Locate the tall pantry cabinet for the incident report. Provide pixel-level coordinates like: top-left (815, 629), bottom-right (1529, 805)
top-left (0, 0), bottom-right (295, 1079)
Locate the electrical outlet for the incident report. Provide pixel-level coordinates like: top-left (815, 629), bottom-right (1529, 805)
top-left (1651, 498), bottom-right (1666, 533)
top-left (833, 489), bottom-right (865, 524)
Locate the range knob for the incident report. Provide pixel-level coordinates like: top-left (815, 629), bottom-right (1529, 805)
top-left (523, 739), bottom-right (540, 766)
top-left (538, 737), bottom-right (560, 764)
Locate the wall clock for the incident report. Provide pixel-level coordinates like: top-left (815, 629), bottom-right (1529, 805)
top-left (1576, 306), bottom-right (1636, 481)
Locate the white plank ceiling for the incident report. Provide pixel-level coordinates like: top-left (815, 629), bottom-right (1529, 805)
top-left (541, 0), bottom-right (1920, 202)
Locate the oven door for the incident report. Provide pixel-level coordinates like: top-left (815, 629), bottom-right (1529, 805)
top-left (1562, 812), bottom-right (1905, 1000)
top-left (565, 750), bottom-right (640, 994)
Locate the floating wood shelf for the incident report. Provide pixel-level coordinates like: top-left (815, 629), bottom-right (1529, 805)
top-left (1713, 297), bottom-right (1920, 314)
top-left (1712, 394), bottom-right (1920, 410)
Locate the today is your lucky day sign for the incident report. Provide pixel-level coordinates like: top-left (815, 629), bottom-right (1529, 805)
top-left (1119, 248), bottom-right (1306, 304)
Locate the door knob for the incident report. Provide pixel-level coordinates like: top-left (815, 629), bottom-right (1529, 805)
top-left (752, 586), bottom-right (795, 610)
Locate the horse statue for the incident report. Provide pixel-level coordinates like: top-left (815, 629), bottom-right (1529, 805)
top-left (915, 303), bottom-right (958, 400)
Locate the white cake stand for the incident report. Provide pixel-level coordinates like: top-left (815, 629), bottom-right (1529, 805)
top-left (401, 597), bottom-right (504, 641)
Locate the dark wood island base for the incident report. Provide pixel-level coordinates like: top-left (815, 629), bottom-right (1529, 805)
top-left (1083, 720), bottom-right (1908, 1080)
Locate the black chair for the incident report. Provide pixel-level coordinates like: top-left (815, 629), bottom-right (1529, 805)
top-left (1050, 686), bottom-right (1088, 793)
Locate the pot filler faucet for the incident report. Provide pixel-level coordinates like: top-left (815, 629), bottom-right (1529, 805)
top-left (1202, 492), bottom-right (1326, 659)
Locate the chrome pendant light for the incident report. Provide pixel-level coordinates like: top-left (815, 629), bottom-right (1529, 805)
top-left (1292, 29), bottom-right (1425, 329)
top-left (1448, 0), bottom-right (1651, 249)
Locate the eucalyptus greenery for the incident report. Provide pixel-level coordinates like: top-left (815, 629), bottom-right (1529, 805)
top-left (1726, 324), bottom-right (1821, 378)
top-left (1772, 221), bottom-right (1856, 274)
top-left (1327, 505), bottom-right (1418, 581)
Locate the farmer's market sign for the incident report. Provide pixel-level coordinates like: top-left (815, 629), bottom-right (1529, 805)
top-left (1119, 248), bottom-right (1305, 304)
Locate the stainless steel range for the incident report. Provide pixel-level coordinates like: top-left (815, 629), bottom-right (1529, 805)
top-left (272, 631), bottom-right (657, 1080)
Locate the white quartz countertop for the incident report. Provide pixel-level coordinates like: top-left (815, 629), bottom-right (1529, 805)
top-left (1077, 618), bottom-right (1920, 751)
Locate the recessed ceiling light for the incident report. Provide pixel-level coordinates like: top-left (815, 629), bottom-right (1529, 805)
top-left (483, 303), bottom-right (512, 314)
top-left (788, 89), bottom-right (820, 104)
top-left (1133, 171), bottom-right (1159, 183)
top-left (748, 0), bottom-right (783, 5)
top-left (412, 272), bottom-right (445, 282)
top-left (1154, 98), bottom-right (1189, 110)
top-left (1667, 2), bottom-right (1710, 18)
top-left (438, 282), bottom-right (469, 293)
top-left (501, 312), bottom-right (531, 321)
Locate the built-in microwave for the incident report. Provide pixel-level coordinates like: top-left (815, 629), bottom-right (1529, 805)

# Work order
The material must be transcribed exactly, down to the last line.

# Problem solution
Locate the tall pantry cabinet for the incident report. Provide pixel-level coordinates like: top-left (815, 629), bottom-right (1529, 805)
top-left (0, 0), bottom-right (295, 1079)
Locate the electrical outlet for the incident report. Provide pixel-level coordinates like: top-left (815, 629), bottom-right (1529, 805)
top-left (1651, 498), bottom-right (1666, 533)
top-left (833, 489), bottom-right (865, 524)
Locate the range knob for the incident report. Provide pixel-level coordinates like: top-left (815, 629), bottom-right (1529, 805)
top-left (523, 739), bottom-right (540, 766)
top-left (538, 737), bottom-right (560, 764)
Locate the wall clock for the incident report. Provide pixel-level coordinates like: top-left (815, 629), bottom-right (1529, 805)
top-left (1576, 306), bottom-right (1636, 481)
Locate the white plank ceiling for the incident report. Provide pixel-level coordinates like: top-left (815, 629), bottom-right (1529, 805)
top-left (541, 0), bottom-right (1920, 202)
Locate the oven door for the incident report. Provide pixel-level coordinates like: top-left (815, 629), bottom-right (1529, 805)
top-left (1562, 812), bottom-right (1905, 1000)
top-left (565, 750), bottom-right (640, 994)
Locate the floating wood shelf for the incident report. Provide pixel-level coordinates like: top-left (815, 629), bottom-right (1529, 805)
top-left (1713, 297), bottom-right (1920, 314)
top-left (1712, 394), bottom-right (1920, 410)
Locate the today is your lucky day sign for the incident report. Provide pixel-level coordinates like: top-left (815, 629), bottom-right (1529, 805)
top-left (1119, 248), bottom-right (1306, 304)
Locate the door knob for the incident report. Provide pixel-level coordinates like: top-left (815, 629), bottom-right (1529, 805)
top-left (752, 586), bottom-right (795, 610)
Locate the horse statue for the incident report. Provide pixel-level coordinates like: top-left (815, 629), bottom-right (1529, 805)
top-left (915, 303), bottom-right (958, 400)
Locate the white cake stand for the incident report. Provide pixel-level coordinates like: top-left (815, 629), bottom-right (1529, 805)
top-left (401, 597), bottom-right (504, 641)
Locate the dark wood island base for the incident report. Provide pixel-level coordinates like: top-left (815, 629), bottom-right (1529, 805)
top-left (1083, 720), bottom-right (1908, 1080)
Locate the black chair for the incident report. Provide pixel-level coordinates like: top-left (815, 629), bottom-right (1529, 805)
top-left (1050, 686), bottom-right (1088, 793)
Locate the pot filler faucet for the incident report. Provide pixel-level coordinates like: top-left (815, 629), bottom-right (1529, 805)
top-left (1202, 492), bottom-right (1326, 659)
Locate the chrome pendant light for the incident report. Provide pixel-level coordinates like: top-left (815, 629), bottom-right (1529, 805)
top-left (1292, 29), bottom-right (1425, 329)
top-left (1448, 0), bottom-right (1651, 249)
Locate the eucalyptus greenery for the incident report. Provide pixel-level coordinates like: top-left (815, 629), bottom-right (1529, 805)
top-left (1726, 324), bottom-right (1821, 378)
top-left (1772, 221), bottom-right (1856, 274)
top-left (1327, 505), bottom-right (1418, 581)
Locate the farmer's market sign for the incident report. Provide pixel-level coordinates like: top-left (815, 629), bottom-right (1529, 805)
top-left (1119, 248), bottom-right (1305, 304)
Locate the stainless steel range for the incident report. Provide pixel-level coordinates like: top-left (815, 629), bottom-right (1529, 805)
top-left (272, 631), bottom-right (657, 1080)
Locate the white quartz countertop for the incident report. Provide pixel-level coordinates like: top-left (815, 629), bottom-right (1529, 805)
top-left (1077, 618), bottom-right (1920, 751)
Locate the recessed ceiling light for the incident report. Provide pixel-level coordinates like: top-left (815, 629), bottom-right (1529, 805)
top-left (483, 303), bottom-right (512, 314)
top-left (788, 89), bottom-right (820, 104)
top-left (1133, 171), bottom-right (1159, 183)
top-left (748, 0), bottom-right (783, 5)
top-left (412, 272), bottom-right (445, 282)
top-left (1154, 98), bottom-right (1189, 110)
top-left (1667, 2), bottom-right (1710, 18)
top-left (438, 282), bottom-right (469, 293)
top-left (501, 312), bottom-right (531, 321)
Locate the built-in microwave for the incident report. Provide pixel-level coordinates like: top-left (815, 629), bottom-right (1529, 805)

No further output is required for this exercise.